> YOUR GOAL: Within the data, how many lines hold the word "siding"? Answer with nothing but the number.

> RECORDS PROVIDED:
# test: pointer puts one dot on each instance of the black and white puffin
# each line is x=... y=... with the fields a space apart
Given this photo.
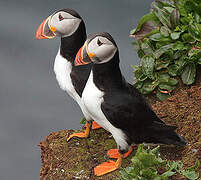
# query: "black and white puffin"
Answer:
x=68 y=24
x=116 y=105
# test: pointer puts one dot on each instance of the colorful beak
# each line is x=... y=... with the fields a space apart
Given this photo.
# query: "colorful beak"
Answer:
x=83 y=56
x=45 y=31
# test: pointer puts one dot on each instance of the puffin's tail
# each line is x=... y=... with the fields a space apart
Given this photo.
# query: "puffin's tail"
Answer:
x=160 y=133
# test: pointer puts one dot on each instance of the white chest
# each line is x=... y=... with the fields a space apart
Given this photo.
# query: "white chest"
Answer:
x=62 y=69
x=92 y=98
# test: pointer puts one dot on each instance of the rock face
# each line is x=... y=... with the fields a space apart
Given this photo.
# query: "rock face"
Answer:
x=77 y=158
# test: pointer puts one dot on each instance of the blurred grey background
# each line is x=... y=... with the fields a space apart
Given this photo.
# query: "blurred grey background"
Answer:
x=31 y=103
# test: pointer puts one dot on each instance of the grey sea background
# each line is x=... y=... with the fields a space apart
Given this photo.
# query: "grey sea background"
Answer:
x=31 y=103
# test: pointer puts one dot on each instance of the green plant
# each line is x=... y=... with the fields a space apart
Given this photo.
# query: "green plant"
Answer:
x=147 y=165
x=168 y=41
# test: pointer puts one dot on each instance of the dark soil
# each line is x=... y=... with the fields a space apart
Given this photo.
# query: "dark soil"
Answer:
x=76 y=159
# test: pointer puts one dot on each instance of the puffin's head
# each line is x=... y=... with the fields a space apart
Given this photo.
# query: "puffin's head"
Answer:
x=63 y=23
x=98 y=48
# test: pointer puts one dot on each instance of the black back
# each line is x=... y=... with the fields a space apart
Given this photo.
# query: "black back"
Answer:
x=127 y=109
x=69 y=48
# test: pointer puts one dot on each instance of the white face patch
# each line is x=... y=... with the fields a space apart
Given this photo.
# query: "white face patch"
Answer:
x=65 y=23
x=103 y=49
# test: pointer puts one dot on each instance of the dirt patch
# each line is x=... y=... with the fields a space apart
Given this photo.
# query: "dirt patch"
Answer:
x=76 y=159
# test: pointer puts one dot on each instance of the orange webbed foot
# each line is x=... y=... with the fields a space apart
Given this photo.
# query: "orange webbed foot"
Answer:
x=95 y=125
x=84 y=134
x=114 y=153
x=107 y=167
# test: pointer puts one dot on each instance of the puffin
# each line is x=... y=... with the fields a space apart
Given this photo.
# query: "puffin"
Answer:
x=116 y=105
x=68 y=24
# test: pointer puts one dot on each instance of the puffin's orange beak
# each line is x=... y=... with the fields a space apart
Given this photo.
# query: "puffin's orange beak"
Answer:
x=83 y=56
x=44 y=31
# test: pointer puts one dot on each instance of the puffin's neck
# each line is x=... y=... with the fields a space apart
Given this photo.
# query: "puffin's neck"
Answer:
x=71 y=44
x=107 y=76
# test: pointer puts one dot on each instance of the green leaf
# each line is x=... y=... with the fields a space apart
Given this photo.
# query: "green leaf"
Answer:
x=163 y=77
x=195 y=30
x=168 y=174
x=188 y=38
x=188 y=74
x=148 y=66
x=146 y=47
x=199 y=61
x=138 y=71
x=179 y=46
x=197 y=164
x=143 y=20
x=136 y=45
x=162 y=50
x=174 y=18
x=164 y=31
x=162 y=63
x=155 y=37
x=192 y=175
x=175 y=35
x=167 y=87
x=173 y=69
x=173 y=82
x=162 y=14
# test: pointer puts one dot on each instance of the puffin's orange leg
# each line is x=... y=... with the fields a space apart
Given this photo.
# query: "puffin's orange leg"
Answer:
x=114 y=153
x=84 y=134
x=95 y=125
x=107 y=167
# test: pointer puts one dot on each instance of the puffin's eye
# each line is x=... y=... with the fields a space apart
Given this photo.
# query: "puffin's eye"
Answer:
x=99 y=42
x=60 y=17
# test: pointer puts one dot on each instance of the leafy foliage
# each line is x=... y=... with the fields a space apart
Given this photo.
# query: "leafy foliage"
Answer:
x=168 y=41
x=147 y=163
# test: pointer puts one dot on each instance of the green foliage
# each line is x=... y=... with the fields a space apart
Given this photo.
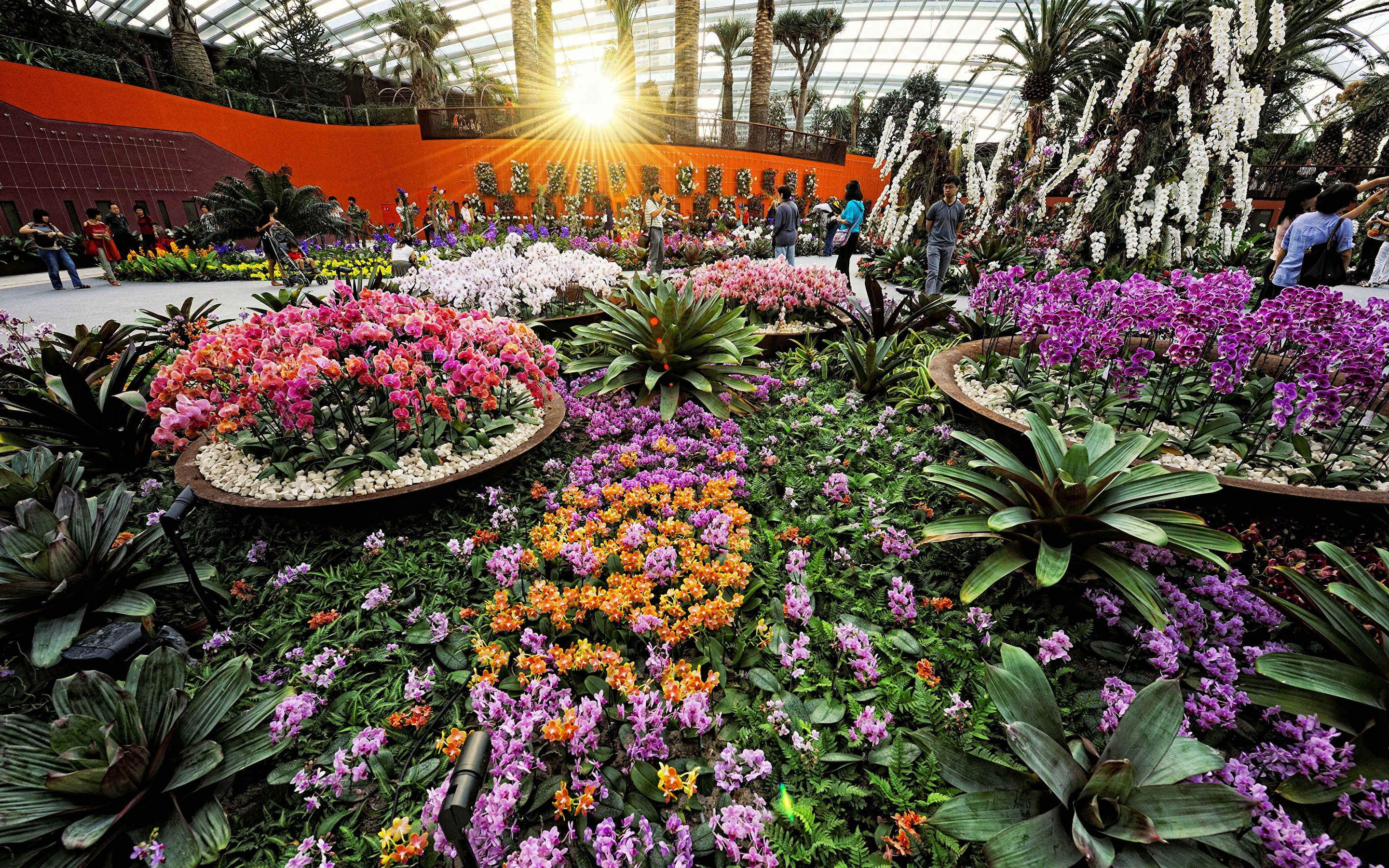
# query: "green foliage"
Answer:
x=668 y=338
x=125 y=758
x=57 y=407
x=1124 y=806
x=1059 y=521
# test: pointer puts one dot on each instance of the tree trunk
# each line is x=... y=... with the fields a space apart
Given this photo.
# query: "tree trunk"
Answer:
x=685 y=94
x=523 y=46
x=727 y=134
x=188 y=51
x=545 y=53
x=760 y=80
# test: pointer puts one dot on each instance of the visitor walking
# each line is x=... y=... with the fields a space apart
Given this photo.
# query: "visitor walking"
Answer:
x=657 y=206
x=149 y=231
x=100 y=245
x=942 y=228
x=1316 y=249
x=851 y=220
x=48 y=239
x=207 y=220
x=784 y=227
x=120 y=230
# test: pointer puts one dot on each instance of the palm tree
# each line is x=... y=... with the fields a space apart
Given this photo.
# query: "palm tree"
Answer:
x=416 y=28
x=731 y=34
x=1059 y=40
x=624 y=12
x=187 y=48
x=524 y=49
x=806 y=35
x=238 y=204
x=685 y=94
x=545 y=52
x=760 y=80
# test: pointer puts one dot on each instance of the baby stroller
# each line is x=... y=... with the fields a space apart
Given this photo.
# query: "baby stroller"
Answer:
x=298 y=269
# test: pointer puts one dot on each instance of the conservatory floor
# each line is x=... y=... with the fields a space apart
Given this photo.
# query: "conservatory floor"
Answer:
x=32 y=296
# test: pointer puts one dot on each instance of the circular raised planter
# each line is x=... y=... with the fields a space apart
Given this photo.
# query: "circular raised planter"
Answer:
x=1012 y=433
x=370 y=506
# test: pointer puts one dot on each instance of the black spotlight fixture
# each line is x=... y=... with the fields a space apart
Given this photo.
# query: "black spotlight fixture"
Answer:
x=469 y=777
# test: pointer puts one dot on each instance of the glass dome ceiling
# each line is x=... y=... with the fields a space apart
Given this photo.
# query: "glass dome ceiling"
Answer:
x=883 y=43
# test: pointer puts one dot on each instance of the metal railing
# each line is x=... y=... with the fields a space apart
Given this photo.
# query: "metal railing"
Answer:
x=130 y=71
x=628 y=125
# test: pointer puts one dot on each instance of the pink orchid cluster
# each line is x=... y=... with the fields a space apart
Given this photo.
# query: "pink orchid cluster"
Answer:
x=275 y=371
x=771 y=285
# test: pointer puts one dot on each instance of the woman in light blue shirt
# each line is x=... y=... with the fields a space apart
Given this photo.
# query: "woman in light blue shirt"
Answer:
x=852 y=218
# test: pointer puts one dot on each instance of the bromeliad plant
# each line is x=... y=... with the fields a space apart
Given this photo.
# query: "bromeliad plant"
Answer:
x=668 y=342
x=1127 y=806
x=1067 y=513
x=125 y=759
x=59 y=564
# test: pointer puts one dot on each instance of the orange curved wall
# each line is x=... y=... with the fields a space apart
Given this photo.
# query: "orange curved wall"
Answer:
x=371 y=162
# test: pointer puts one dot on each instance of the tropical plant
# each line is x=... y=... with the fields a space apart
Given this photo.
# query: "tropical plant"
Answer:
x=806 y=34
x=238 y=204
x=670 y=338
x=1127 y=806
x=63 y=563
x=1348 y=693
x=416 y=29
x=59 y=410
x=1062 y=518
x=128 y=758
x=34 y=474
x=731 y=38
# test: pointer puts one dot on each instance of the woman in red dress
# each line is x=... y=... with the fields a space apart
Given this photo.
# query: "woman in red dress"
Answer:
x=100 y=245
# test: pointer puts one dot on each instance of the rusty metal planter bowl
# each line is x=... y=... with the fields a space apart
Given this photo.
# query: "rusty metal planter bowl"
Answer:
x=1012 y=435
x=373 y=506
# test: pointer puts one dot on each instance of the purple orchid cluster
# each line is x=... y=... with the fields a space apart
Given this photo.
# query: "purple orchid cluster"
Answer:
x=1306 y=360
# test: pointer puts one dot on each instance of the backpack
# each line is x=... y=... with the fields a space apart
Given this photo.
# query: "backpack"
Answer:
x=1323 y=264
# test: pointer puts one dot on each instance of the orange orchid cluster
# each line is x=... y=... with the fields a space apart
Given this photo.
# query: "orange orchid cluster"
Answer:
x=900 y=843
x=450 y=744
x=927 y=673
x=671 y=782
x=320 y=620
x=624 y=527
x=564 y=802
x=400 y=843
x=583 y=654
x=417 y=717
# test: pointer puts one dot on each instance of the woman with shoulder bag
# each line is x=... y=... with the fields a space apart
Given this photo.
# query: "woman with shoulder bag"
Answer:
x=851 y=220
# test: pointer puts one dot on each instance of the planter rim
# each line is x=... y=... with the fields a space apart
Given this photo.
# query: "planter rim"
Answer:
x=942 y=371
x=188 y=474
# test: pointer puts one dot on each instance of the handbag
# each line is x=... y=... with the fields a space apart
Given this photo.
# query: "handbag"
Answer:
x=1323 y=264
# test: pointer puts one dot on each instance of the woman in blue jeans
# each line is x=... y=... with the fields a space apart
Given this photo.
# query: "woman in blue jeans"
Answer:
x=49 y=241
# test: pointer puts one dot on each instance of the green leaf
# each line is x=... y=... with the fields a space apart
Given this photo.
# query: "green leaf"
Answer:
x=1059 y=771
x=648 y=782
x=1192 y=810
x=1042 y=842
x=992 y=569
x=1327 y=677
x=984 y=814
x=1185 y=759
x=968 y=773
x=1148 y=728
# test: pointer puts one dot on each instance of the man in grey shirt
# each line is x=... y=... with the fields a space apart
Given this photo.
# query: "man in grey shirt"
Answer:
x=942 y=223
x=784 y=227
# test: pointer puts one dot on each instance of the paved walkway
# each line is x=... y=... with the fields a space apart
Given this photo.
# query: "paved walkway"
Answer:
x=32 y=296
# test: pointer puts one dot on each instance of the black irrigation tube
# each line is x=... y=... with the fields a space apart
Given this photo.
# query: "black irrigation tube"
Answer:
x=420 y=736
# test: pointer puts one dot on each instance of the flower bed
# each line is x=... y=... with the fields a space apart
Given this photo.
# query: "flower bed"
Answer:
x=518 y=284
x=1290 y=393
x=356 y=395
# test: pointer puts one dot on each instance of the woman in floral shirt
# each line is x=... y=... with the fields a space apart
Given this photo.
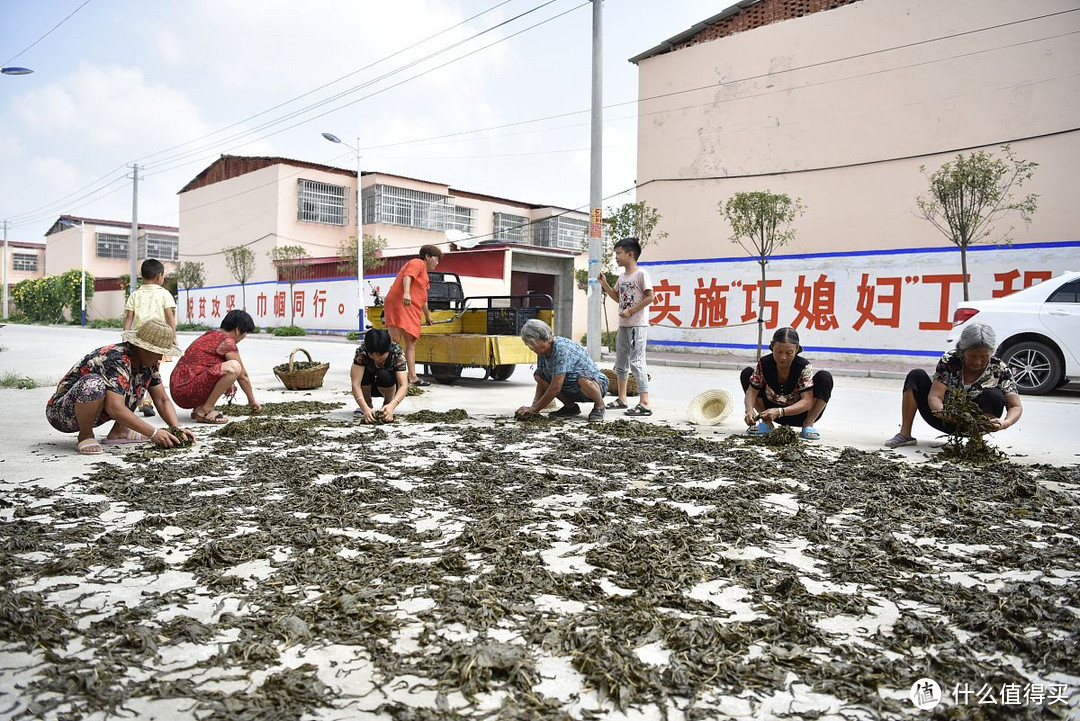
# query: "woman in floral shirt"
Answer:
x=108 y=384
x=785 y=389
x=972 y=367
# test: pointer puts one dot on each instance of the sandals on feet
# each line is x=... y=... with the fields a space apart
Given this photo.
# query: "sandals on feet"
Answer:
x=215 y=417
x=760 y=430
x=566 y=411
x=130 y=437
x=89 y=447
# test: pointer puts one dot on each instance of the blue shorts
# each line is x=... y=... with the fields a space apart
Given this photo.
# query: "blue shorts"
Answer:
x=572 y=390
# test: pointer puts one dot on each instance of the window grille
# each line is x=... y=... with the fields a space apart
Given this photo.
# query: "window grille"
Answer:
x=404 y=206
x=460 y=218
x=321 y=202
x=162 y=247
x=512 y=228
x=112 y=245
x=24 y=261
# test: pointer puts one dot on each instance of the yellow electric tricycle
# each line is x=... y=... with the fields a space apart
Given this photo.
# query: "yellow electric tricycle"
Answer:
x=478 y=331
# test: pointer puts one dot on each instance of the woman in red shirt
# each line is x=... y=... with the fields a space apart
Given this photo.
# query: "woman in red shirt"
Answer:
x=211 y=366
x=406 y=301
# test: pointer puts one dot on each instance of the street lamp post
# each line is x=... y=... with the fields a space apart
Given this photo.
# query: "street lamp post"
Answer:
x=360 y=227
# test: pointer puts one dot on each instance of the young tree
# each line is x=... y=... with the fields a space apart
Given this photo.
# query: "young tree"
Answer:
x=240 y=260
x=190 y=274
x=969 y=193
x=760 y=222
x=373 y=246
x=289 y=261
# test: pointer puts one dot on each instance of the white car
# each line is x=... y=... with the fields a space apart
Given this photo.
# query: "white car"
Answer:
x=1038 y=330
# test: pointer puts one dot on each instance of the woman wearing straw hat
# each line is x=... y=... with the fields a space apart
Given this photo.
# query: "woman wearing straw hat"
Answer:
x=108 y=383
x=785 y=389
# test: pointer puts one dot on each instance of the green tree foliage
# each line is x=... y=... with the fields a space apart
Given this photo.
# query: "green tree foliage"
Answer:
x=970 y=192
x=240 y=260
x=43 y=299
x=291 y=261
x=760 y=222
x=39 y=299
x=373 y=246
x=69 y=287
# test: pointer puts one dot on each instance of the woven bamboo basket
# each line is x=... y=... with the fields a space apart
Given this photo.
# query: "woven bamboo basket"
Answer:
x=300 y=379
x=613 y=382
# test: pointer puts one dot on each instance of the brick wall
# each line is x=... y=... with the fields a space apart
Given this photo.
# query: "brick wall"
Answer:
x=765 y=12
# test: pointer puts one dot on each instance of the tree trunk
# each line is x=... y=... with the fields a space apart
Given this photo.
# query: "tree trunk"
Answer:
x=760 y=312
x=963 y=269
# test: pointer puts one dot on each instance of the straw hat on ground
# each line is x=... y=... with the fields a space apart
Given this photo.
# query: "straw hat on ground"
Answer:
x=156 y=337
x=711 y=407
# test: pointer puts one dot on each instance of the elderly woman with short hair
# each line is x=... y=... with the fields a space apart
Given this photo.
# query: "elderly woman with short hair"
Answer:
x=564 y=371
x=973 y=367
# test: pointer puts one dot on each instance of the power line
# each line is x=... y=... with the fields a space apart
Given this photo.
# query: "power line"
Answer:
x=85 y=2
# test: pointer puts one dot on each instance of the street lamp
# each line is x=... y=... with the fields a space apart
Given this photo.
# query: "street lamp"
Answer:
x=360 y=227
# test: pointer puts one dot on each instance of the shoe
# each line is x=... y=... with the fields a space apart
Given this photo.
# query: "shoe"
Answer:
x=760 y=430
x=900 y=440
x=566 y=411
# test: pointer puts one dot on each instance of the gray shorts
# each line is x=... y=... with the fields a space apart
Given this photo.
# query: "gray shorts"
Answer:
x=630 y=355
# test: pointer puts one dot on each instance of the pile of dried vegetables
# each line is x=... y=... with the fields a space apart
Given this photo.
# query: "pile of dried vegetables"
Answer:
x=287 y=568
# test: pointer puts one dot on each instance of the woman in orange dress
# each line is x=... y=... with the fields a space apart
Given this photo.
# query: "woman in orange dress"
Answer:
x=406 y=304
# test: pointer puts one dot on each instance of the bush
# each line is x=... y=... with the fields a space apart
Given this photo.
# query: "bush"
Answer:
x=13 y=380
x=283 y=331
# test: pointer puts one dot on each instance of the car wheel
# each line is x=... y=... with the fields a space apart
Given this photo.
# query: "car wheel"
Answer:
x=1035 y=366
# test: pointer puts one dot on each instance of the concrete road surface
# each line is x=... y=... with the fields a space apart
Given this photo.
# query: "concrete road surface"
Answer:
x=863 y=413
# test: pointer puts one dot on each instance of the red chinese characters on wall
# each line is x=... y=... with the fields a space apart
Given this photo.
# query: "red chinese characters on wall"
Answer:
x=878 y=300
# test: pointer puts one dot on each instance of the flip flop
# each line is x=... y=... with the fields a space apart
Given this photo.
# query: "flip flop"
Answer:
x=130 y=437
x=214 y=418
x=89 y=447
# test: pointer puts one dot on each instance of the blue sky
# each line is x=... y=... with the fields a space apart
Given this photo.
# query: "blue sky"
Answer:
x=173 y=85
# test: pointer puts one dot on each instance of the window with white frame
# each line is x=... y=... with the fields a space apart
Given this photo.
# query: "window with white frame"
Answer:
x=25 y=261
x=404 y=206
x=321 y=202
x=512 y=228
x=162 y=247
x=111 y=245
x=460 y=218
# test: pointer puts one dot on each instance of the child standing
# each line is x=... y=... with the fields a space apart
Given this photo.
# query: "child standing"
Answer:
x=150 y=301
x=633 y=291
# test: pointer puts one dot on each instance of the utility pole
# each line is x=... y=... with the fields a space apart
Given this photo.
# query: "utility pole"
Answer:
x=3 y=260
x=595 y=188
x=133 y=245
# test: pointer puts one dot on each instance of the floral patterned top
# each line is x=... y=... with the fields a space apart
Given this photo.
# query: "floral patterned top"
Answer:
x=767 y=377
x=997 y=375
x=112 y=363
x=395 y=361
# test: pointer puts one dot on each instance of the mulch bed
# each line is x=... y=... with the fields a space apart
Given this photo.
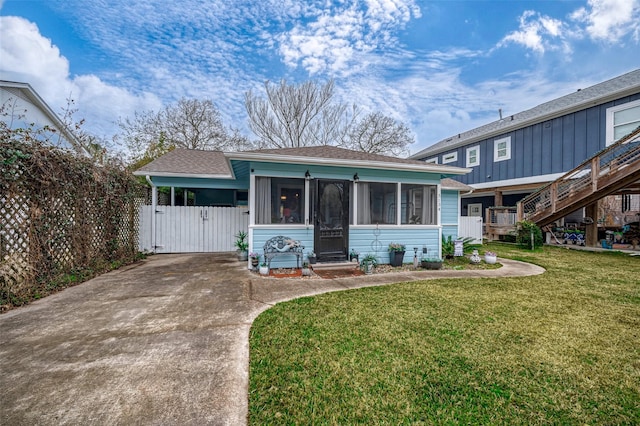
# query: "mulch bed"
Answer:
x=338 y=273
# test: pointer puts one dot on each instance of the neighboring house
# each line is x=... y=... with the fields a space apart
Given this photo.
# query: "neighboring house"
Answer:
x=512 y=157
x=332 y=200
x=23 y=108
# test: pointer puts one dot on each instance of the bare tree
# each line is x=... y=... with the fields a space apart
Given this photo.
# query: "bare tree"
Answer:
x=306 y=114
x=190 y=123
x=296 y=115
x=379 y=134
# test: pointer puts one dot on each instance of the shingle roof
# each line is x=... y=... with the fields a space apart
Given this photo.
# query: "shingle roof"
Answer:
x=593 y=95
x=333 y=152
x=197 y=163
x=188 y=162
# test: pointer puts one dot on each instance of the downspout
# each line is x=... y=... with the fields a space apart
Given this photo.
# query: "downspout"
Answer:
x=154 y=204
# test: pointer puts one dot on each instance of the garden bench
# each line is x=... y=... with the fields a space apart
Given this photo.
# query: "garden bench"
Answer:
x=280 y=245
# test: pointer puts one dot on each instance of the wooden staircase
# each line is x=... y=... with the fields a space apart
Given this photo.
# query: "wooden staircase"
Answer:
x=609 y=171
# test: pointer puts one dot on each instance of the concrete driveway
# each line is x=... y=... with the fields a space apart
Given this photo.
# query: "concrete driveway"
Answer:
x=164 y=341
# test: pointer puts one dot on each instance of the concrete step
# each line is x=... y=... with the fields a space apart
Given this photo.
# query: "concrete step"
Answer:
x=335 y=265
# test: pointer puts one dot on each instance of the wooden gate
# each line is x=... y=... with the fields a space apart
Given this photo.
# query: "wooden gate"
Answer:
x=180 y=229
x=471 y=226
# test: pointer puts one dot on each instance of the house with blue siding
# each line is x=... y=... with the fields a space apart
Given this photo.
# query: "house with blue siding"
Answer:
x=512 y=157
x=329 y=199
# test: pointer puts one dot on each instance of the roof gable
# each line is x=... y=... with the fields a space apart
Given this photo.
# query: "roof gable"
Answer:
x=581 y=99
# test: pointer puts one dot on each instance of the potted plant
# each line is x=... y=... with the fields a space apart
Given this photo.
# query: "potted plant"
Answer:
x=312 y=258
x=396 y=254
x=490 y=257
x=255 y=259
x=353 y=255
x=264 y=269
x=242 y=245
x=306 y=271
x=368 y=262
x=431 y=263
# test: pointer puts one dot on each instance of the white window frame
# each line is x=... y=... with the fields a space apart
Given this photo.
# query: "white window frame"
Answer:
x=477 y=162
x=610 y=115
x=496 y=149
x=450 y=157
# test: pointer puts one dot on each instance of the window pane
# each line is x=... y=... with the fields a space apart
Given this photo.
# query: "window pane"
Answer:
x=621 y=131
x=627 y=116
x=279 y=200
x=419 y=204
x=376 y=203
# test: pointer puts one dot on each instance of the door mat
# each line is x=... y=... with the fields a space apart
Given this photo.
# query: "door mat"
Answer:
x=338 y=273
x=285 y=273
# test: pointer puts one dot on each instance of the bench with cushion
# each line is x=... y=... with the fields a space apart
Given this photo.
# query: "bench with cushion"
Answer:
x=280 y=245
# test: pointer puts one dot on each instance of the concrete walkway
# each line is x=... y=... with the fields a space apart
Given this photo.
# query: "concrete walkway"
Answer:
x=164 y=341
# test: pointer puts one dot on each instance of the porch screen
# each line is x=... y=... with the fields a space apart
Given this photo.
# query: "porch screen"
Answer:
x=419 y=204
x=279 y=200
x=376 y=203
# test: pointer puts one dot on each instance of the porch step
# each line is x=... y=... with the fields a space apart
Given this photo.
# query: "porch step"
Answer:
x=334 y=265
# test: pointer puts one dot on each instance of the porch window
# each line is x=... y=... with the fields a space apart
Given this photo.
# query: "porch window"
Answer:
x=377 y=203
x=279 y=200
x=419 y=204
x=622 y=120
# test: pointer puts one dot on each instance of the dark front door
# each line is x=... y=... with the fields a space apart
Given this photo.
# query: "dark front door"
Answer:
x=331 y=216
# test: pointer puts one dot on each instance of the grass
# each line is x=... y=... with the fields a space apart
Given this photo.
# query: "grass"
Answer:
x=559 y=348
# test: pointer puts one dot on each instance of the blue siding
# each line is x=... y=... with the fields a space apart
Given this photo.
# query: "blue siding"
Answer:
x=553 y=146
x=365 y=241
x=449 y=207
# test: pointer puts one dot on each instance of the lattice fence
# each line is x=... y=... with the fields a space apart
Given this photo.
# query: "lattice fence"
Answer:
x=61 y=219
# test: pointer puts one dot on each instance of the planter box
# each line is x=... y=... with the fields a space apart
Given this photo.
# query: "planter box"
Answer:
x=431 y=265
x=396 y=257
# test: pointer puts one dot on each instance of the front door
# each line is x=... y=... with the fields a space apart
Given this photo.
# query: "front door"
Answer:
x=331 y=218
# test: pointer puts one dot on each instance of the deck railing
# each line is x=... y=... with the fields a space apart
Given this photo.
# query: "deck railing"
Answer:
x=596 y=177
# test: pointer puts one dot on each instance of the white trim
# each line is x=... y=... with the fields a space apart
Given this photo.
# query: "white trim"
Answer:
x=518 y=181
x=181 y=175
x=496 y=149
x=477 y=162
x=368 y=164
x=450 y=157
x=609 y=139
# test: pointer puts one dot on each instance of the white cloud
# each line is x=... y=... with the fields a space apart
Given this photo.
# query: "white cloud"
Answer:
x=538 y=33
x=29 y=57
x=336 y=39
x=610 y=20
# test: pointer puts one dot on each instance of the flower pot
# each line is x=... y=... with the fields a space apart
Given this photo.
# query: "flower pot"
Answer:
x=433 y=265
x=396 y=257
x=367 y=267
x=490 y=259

> SOLUTION TO THIS TASK: 4